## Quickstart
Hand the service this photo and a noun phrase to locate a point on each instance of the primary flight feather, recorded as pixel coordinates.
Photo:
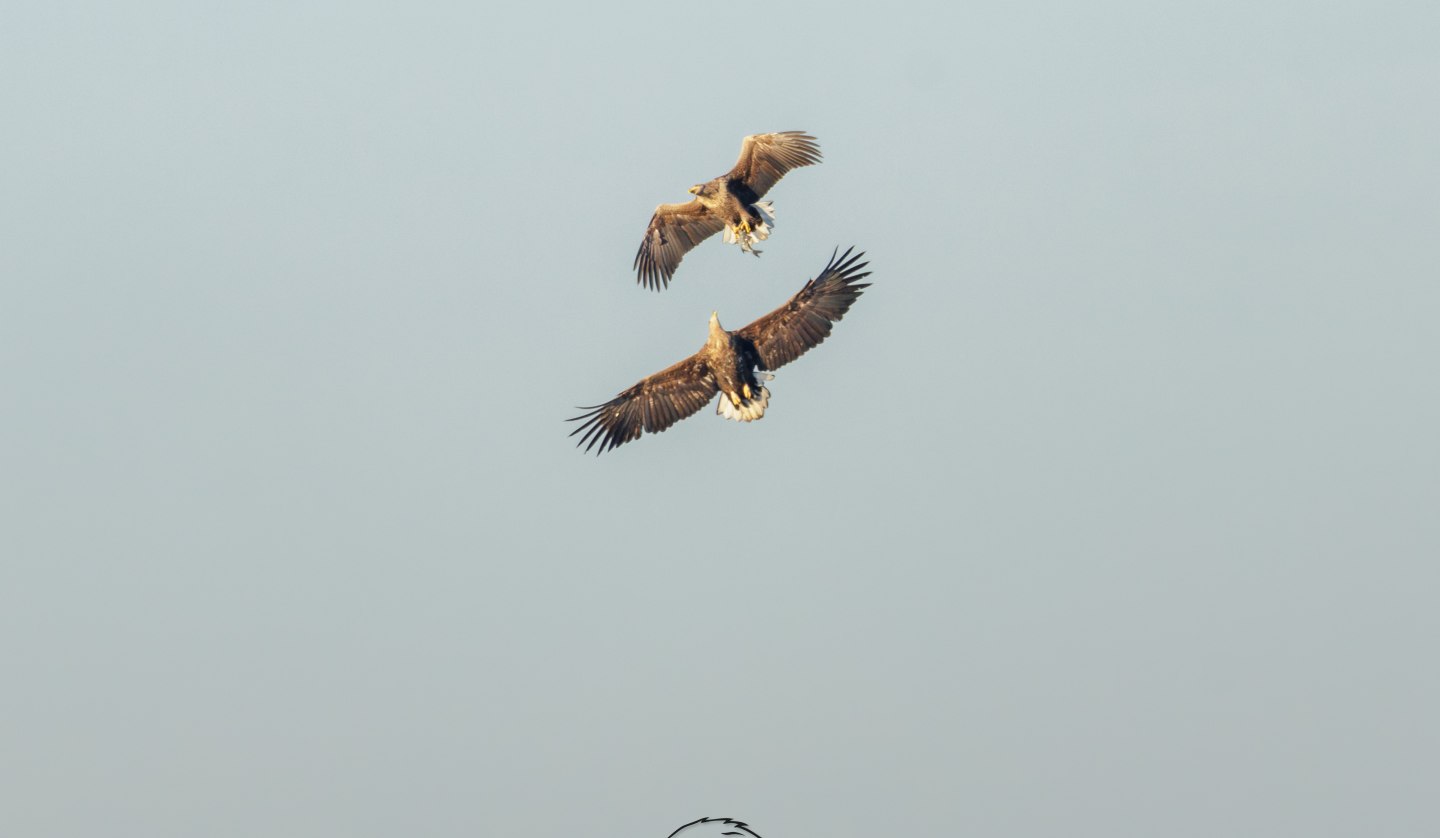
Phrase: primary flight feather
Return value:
(730, 203)
(727, 363)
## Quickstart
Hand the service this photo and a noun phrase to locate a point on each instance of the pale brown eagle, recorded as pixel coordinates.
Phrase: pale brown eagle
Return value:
(730, 203)
(727, 363)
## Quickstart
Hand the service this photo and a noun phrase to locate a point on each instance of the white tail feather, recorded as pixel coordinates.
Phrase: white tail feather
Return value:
(746, 412)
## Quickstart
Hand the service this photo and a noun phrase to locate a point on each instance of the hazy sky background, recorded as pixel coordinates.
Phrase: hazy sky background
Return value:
(1109, 510)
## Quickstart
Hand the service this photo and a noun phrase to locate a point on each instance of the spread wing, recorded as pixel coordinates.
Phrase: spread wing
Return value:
(766, 157)
(801, 324)
(651, 405)
(673, 231)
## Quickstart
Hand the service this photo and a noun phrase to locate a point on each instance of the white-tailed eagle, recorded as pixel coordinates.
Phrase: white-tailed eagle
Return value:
(730, 203)
(727, 363)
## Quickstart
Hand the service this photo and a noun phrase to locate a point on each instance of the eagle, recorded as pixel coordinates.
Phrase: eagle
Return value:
(727, 363)
(716, 827)
(730, 203)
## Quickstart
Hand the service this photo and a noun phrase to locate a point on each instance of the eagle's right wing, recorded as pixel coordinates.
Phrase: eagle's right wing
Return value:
(674, 231)
(805, 320)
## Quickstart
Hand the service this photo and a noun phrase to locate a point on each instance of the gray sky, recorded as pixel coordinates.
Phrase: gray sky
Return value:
(1109, 508)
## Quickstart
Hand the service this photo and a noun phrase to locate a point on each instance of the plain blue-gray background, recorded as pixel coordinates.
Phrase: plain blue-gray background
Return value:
(1109, 510)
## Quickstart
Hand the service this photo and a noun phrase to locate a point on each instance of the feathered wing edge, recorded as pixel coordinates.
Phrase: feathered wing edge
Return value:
(807, 318)
(674, 231)
(766, 157)
(651, 405)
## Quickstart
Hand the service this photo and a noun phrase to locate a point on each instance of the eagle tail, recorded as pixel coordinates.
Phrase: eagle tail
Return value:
(749, 409)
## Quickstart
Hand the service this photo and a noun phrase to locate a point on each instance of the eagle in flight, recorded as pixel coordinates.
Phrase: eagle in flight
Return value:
(727, 363)
(730, 203)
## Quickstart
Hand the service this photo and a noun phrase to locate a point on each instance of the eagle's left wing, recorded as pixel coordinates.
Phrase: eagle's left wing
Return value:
(651, 405)
(805, 320)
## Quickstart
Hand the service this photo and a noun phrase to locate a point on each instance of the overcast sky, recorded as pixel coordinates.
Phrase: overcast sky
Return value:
(1110, 508)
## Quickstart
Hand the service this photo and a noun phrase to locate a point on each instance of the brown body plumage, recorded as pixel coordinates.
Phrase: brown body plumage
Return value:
(730, 363)
(730, 203)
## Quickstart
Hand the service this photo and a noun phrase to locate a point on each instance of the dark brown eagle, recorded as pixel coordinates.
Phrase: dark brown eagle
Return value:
(727, 363)
(730, 203)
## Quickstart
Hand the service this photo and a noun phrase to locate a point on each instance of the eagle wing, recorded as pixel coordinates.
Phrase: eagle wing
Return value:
(674, 231)
(766, 157)
(654, 403)
(805, 320)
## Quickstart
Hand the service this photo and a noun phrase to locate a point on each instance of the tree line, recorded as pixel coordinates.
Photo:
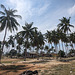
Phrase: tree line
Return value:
(30, 38)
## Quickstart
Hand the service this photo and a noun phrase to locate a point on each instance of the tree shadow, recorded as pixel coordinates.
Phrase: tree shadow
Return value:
(40, 62)
(13, 68)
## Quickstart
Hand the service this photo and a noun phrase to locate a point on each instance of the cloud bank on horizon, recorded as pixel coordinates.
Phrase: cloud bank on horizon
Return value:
(44, 13)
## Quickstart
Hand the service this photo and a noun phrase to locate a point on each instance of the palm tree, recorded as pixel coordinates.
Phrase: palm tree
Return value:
(27, 34)
(8, 21)
(55, 39)
(65, 25)
(48, 36)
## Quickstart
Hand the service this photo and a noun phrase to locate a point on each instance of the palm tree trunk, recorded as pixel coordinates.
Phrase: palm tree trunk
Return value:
(62, 46)
(3, 43)
(26, 50)
(25, 54)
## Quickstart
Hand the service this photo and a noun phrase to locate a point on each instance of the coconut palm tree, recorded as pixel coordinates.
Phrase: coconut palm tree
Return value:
(27, 34)
(8, 21)
(65, 25)
(55, 39)
(48, 36)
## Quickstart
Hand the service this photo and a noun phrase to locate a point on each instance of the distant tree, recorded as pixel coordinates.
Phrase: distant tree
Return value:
(8, 21)
(61, 53)
(13, 53)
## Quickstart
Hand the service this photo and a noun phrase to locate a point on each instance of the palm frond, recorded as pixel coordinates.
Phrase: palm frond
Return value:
(2, 13)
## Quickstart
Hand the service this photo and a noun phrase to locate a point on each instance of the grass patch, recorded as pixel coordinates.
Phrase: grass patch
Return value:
(63, 69)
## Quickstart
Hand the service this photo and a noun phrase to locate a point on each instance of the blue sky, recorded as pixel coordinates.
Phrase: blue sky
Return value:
(44, 13)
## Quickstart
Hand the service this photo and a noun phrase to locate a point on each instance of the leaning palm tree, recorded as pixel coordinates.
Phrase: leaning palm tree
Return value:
(27, 34)
(8, 21)
(65, 25)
※ ※ ※
TASK GOAL: Go through the listing above and write out exactly the lines starting with the one holding "Phrase: coconut palm tree" and running through the one holding "Phrase: distant tree", ends included, and no others.

EXERCISE ANSWER:
Phrase: coconut palm tree
Return value:
(27, 34)
(8, 21)
(65, 25)
(55, 39)
(48, 36)
## Quickstart
Hand the service this photo and a noun phrase to locate a point on each instance of the distant tree, recorded as pixel coordinates.
Phrase: distant tree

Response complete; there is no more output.